Rewrite the material below, replacing every "Segment" with "Outline" and leaving everything else unchanged.

++++ Material

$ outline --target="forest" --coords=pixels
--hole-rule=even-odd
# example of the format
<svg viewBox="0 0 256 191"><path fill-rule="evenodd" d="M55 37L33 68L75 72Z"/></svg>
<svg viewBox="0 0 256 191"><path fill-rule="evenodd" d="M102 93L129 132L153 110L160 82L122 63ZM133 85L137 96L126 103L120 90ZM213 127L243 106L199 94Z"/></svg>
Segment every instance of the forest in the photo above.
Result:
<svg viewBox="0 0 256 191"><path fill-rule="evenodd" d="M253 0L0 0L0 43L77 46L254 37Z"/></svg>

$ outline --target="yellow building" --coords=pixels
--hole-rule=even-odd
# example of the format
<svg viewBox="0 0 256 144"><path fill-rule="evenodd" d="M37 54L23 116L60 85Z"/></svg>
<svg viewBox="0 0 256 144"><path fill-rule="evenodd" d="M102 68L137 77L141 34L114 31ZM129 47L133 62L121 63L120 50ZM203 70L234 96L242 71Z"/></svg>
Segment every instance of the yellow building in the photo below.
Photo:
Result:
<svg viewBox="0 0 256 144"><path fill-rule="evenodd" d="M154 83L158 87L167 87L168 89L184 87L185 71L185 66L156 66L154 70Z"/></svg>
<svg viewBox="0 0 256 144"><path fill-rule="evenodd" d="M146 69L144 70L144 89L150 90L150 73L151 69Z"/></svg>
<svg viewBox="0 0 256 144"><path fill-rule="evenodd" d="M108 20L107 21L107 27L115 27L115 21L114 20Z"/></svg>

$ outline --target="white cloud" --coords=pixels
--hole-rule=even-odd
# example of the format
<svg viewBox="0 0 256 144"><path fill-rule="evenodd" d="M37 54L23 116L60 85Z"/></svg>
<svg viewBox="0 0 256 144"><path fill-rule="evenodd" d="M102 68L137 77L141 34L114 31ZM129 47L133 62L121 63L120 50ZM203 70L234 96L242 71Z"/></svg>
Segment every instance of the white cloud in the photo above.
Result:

++++++++

> _Task output_:
$ outline --target="forest" --coords=pixels
--hole-rule=even-odd
# example of the format
<svg viewBox="0 0 256 191"><path fill-rule="evenodd" d="M55 37L33 68L75 72Z"/></svg>
<svg viewBox="0 0 256 191"><path fill-rule="evenodd" d="M102 93L129 132L153 110L160 82L122 63ZM133 85L137 96L126 103L120 90ZM213 127L243 106L199 94Z"/></svg>
Outline every instance of the forest in the photo above.
Result:
<svg viewBox="0 0 256 191"><path fill-rule="evenodd" d="M253 0L0 0L0 43L77 46L254 37Z"/></svg>

$ outline --target="yellow building" --coords=pixels
--hole-rule=even-odd
# example of the format
<svg viewBox="0 0 256 144"><path fill-rule="evenodd" d="M37 54L23 116L60 85Z"/></svg>
<svg viewBox="0 0 256 144"><path fill-rule="evenodd" d="M102 68L137 77L141 34L114 31ZM129 47L133 62L121 63L120 50ZM203 70L234 96L242 71Z"/></svg>
Outline every instance of the yellow building in the photo below.
Photo:
Result:
<svg viewBox="0 0 256 144"><path fill-rule="evenodd" d="M154 83L158 87L167 87L168 89L184 87L185 71L185 66L156 66L154 70Z"/></svg>
<svg viewBox="0 0 256 144"><path fill-rule="evenodd" d="M146 69L144 70L144 89L150 90L150 73L151 69Z"/></svg>
<svg viewBox="0 0 256 144"><path fill-rule="evenodd" d="M108 20L107 21L107 27L115 27L115 21L114 20Z"/></svg>

$ outline --target="white cloud" --coords=pixels
--hole-rule=even-odd
# example of the format
<svg viewBox="0 0 256 144"><path fill-rule="evenodd" d="M37 54L23 116L60 85Z"/></svg>
<svg viewBox="0 0 256 144"><path fill-rule="evenodd" d="M102 68L137 77L141 34L114 31ZM129 47L133 62L121 63L120 50ZM203 70L234 96L242 71Z"/></svg>
Outline every instance of the white cloud in the photo above.
Result:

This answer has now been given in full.